Gerardo Fernández Noroña ya no es el mismo. El político de verbo encendido que enfrentaba a las élites y se decía defensor del pueblo, ha terminado convertido en lo que tanto criticó. No es una metáfora: su presencia en salas VIP de aeropuertos, sus viajes en clase premier a Francia, y su uso de camionetas de lujo contradicen abiertamente el discurso de austeridad que durante años enarboló con orgullo. Noroña, el insurgente, es ahora parte del poder. Y no cualquier poder, sino ese que privilegia el boato y reprime al que se atreve a incomodar.
El episodio del pasado 20 de septiembre en el Aeropuerto Internacional de la Ciudad de México es muestra clara de ello. Aquel día, el abogado Carlos Velázquez de León Obregón le recriminó en la sala VIP de American Express por haberse “aburguesado”, y Noroña respondió con agresiones físicas y verbales. Lo que en otro tiempo habría sido materia de debate público, terminó convertido en un proceso judicial que culminó con una disculpa pública forzada en el Senado. Así, quien alguna vez defendió el derecho a la crítica ciudadana, hoy se ofende como potentado cuando se le confronta.

- FILAS PROPORCIONADAS:
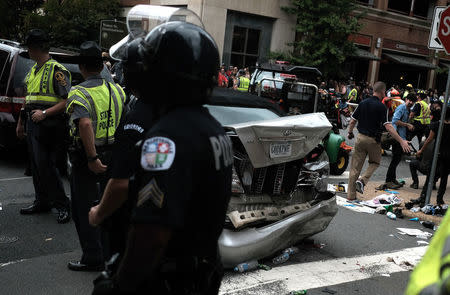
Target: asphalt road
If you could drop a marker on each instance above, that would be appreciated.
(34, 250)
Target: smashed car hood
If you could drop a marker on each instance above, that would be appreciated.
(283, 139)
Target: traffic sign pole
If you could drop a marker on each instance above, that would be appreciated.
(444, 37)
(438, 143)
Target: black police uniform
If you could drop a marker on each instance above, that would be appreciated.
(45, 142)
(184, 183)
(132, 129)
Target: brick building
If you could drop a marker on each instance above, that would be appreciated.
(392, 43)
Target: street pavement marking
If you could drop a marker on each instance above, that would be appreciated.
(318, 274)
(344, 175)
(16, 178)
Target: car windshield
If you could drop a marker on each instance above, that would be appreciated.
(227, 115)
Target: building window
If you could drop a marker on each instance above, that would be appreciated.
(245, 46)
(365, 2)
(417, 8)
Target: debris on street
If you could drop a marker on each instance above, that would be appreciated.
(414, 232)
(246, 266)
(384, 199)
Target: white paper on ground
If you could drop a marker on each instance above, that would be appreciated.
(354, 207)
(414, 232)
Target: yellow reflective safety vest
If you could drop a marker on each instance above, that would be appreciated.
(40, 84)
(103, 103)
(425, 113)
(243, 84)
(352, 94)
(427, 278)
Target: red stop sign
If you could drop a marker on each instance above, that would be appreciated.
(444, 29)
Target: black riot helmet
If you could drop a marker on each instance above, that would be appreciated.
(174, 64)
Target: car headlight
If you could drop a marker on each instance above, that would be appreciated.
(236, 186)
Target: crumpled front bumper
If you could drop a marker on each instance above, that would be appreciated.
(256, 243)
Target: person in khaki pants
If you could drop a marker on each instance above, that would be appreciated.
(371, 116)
--
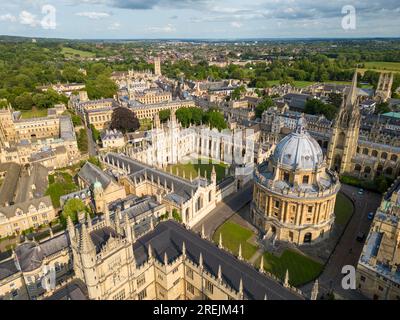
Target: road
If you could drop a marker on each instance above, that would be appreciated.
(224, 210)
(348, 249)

- CONSIGNA A:
Responde en una frase: según el texto sobre Gerardo Fernández Noroña, ¿en qué sala le recriminó el abogado el 20 de septiembre?
- CONSIGNA B:
Reproduce sin cambios el fragmento del texto sobre Gerardo Fernández Noroña que va desde "Gerardo Fernández Noroña" hasta "atreve a incomodar.".
Las filas no guardan ninguna relación con el texto sobre Gerardo Fernández Noroña.

- RESPUESTA A:
En la sala VIP de American Express del Aeropuerto Internacional de la Ciudad de México.

- RESPUESTA B:
Gerardo Fernández Noroña ya no es el mismo. El político de verbo encendido que enfrentaba a las élites y se decía defensor del pueblo, ha terminado convertido en lo que tanto criticó. No es una metáfora: su presencia en salas VIP de aeropuertos, sus viajes en clase premier a Francia, y su uso de camionetas de lujo contradicen abiertamente el discurso de austeridad que durante años enarboló con orgullo. Noroña, el insurgente, es ahora parte del poder. Y no cualquier poder, sino ese que privilegia el boato y reprime al que se atreve a incomodar.